===== MATERIAL PROVIDED

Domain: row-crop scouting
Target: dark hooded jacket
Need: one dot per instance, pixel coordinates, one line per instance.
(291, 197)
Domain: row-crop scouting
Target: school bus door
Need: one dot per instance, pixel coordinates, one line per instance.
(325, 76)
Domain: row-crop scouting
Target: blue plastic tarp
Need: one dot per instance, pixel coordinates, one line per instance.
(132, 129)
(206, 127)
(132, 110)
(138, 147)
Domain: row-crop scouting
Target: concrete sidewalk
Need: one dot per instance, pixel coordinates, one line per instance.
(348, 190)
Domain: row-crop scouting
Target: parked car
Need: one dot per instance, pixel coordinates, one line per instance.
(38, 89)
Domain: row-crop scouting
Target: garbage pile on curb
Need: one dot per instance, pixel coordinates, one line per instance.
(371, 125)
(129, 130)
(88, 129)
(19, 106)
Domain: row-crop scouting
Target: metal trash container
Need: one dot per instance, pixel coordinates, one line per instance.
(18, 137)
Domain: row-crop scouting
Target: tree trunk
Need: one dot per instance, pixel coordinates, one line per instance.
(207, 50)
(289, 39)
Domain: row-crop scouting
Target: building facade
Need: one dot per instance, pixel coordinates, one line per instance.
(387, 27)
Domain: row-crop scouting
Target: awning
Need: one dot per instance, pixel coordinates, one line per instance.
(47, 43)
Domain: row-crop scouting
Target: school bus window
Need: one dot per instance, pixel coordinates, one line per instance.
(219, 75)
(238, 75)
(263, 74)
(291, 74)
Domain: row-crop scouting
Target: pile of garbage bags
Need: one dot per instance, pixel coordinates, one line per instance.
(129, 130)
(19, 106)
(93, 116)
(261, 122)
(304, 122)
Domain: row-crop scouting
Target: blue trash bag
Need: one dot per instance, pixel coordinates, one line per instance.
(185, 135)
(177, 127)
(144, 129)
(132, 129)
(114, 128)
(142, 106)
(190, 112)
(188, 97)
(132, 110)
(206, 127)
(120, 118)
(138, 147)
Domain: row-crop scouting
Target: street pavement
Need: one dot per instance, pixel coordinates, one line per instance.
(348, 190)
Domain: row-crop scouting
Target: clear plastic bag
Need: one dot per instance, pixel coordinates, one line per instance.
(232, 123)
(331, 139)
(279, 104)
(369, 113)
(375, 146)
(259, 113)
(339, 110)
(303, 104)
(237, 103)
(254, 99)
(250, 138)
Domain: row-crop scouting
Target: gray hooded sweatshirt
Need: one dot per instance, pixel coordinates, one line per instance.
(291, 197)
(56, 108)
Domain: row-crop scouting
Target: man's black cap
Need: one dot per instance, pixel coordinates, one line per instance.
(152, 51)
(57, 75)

==========
===== MATERIAL PROVIDED

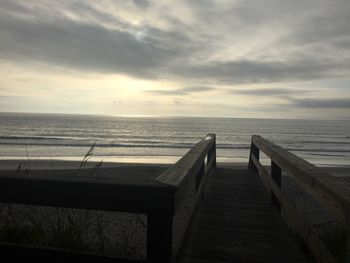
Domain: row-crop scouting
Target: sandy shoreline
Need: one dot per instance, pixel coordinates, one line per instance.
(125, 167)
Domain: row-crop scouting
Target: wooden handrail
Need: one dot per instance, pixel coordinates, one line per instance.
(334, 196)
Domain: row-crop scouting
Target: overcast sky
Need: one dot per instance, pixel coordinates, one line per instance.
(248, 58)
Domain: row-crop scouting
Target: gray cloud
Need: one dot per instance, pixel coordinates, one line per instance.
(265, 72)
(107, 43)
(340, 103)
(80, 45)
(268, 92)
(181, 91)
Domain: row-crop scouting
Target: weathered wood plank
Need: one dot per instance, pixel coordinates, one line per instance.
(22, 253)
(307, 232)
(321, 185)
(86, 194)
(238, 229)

==========
===== MATERIAL PROVIDED

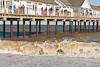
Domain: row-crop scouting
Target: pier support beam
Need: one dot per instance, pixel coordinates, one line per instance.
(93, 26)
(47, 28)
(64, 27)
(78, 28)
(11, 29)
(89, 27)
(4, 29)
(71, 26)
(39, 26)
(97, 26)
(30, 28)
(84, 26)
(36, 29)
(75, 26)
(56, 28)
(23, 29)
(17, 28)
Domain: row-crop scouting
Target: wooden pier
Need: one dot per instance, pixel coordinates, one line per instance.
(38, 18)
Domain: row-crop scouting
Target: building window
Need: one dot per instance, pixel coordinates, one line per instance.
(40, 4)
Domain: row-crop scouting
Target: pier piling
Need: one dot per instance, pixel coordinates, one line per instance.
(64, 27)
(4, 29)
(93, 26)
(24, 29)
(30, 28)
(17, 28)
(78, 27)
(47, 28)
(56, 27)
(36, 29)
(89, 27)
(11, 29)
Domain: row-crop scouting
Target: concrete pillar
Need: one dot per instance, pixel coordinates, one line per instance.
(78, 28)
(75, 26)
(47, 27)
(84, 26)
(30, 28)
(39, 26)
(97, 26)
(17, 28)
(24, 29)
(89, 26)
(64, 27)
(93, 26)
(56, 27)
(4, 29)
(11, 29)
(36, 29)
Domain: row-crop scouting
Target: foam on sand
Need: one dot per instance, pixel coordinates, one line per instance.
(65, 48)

==========

__SHORT PROBLEM__
Select every line in the data above that contains the string "hooded", and copy each one. Case counts.

__REPLY TO THE EXERCISE__
Target: dark hooded jacket
Target: gray hooded sweatshirt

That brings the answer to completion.